* _TASK OBJECTIVE_
Convert the lines from the one containing "chimney in the photo above." through the one containing "(1153, 589)", both included, into a Markdown table with the columns Row and Line. Put a row number in Row and the line's text in Line, skipping any blank lines.

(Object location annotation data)
- - -
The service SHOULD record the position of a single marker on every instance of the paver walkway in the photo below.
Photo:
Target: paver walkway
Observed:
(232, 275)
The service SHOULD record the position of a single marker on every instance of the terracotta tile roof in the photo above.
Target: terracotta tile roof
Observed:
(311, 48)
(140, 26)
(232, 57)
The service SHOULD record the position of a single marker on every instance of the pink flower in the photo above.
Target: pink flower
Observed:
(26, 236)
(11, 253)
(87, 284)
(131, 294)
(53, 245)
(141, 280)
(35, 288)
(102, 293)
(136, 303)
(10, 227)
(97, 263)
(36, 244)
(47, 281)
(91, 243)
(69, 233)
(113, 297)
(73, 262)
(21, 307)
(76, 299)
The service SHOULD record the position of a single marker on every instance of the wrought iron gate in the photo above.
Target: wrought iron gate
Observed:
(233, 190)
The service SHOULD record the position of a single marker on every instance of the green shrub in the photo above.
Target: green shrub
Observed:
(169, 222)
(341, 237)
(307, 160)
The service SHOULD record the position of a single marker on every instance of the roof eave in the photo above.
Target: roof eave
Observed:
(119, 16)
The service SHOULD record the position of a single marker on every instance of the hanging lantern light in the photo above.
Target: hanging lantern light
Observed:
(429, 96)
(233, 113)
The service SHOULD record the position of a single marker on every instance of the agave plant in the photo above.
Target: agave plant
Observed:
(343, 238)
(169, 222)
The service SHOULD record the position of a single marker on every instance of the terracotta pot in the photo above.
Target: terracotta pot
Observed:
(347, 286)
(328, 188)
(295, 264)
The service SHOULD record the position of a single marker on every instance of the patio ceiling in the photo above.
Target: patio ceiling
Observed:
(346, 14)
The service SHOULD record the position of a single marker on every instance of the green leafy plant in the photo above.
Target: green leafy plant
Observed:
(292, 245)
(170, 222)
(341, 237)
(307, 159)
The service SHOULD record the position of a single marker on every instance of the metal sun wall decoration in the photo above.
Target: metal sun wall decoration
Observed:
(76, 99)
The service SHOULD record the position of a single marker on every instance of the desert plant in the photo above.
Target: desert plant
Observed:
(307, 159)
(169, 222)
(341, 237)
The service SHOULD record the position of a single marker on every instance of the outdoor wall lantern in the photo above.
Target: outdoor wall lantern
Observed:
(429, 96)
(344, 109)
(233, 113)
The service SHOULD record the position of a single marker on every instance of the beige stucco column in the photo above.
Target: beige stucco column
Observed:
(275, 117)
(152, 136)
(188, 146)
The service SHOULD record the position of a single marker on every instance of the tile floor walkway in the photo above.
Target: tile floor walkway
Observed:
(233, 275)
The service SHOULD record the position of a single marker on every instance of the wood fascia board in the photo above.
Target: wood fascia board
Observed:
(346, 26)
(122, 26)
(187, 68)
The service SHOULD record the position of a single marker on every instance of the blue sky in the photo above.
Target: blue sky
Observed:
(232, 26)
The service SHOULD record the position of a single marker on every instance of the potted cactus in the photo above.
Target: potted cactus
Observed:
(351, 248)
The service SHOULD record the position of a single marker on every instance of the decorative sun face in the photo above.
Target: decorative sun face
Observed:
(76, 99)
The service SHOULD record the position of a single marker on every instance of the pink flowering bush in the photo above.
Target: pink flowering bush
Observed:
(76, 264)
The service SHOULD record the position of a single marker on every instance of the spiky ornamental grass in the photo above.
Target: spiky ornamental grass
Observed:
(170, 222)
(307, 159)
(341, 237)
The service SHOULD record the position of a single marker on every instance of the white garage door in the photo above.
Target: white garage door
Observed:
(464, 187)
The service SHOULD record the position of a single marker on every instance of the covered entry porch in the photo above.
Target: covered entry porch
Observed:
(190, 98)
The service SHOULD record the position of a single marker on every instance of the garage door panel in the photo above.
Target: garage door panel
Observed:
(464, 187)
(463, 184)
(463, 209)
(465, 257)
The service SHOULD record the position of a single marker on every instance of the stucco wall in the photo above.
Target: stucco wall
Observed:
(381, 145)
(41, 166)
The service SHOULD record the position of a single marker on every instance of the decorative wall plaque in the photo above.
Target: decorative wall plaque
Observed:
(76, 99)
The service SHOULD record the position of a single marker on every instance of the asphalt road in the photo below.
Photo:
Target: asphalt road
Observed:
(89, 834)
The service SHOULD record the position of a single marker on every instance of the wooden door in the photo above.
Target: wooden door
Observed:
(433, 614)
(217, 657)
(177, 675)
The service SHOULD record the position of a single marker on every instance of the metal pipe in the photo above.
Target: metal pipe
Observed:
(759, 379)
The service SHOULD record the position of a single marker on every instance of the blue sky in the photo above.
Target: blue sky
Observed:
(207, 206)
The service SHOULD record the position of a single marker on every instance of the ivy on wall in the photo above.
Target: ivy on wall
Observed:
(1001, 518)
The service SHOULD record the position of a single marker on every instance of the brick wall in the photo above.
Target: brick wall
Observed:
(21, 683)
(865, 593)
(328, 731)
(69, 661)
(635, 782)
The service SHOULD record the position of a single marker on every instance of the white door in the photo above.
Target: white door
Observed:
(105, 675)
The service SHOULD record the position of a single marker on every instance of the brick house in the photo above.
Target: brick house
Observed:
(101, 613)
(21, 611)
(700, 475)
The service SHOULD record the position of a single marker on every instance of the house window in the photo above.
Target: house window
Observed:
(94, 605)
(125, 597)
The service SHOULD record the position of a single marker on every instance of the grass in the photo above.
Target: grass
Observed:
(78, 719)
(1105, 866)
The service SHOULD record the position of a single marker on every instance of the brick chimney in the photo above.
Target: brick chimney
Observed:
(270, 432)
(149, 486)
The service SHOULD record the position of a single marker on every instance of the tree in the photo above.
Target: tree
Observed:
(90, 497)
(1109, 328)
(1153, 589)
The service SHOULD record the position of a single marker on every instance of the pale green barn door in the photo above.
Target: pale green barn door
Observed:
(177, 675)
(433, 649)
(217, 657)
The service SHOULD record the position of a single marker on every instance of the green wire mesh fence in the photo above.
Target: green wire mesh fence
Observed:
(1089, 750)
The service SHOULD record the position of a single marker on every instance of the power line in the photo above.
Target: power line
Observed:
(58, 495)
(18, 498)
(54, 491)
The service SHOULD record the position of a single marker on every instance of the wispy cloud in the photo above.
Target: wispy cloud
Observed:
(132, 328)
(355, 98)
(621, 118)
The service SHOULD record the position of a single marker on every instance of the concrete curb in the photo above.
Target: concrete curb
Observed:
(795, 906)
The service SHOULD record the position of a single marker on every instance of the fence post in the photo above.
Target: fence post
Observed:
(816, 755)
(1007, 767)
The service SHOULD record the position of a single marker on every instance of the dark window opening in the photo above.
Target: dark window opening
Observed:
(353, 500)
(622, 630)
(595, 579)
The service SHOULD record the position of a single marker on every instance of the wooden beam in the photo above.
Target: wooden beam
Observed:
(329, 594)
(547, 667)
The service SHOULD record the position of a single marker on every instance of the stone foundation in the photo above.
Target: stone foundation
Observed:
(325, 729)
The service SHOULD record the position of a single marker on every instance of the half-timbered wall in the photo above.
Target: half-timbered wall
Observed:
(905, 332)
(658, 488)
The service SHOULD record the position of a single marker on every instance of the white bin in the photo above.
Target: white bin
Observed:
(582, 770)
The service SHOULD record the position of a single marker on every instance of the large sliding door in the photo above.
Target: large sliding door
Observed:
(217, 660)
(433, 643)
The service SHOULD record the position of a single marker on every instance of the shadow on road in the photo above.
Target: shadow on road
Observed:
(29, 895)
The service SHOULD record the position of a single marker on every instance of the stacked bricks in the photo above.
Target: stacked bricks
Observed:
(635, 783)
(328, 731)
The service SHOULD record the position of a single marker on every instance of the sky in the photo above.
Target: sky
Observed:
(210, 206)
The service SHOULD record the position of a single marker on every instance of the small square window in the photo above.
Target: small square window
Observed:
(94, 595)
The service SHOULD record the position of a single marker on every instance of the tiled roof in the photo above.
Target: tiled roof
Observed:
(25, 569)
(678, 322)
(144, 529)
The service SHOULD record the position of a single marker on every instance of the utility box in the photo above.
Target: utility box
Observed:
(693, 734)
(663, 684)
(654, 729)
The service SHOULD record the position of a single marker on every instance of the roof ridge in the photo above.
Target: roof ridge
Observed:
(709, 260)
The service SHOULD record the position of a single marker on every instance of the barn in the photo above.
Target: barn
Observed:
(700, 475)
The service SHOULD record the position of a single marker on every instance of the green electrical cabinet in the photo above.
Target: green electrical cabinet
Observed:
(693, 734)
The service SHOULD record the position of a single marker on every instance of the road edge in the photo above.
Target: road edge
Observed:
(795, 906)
- - -
* _OUTPUT FOR THIS EXERCISE_
| Row | Line |
|---|---|
| 1 | The service SHOULD record the position of a single marker on every instance of the brick chimney in the photo above. |
| 2 | Target: brick chimney |
| 3 | Observed: |
| 4 | (270, 432) |
| 5 | (149, 486) |
| 6 | The service SHOULD record the position of a single marker on every instance of the tree in the photo above. |
| 7 | Target: tree |
| 8 | Observed: |
| 9 | (90, 497) |
| 10 | (1109, 328) |
| 11 | (1153, 589) |